_EXERCISE DESCRIPTION_. Repeat the data word for word, excluding every picture.

_RECORD EXCERPTS_.
--- START ---

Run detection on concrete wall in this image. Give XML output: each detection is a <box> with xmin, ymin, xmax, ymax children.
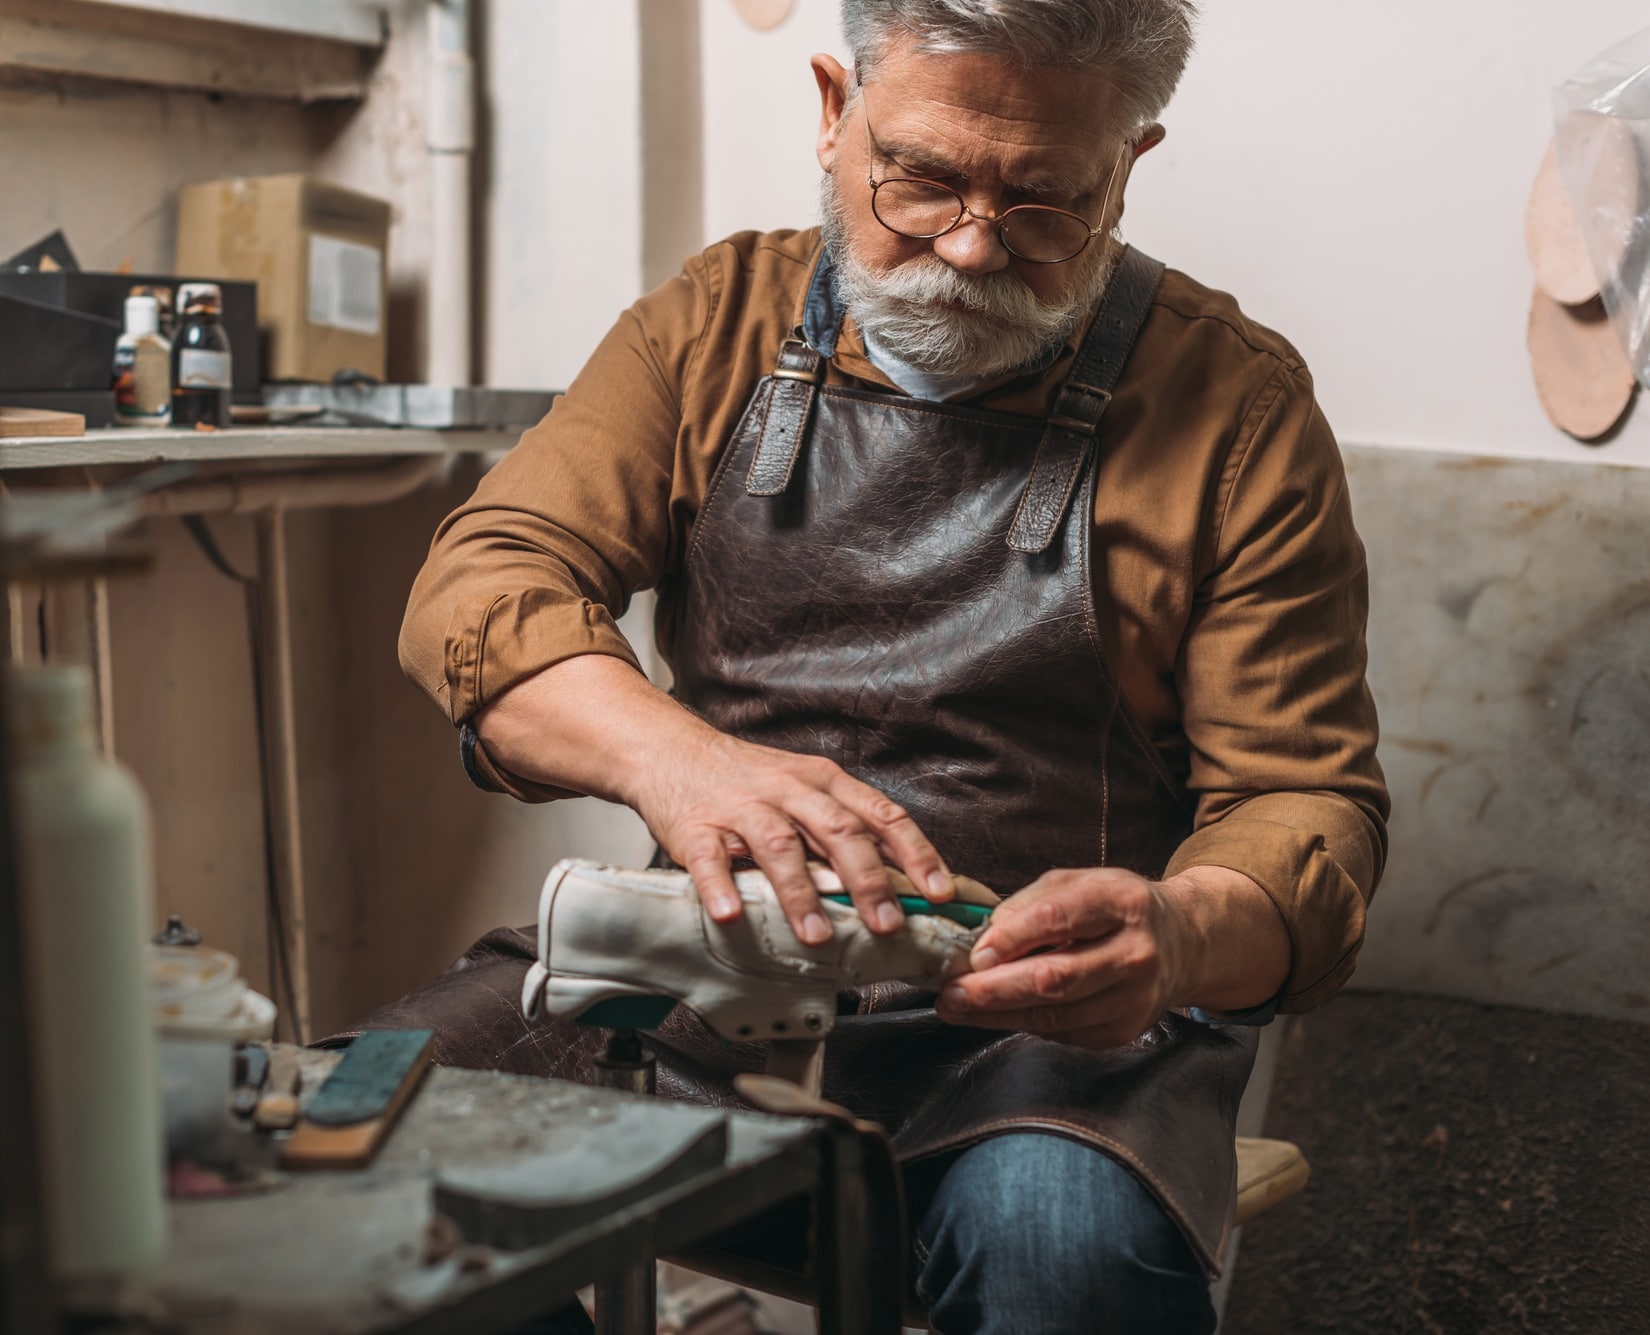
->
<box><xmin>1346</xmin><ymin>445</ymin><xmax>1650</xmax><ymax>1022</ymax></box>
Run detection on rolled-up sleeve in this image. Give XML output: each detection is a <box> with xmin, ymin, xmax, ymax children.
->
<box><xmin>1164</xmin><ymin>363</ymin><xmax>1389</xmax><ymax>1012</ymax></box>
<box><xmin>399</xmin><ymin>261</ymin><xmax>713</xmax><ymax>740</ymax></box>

--- END ---

_TASK RESPONSE_.
Run detection on concrete wall in this image. Give XML output: each detection is a <box> with xmin, ymin, xmax, ymax children.
->
<box><xmin>1346</xmin><ymin>445</ymin><xmax>1650</xmax><ymax>1022</ymax></box>
Run detection on rolled-up sleeve in this image. Give XML output: each detection is a <box> with xmin, ymin, xmax, ymax children.
->
<box><xmin>1164</xmin><ymin>363</ymin><xmax>1389</xmax><ymax>1012</ymax></box>
<box><xmin>399</xmin><ymin>261</ymin><xmax>713</xmax><ymax>740</ymax></box>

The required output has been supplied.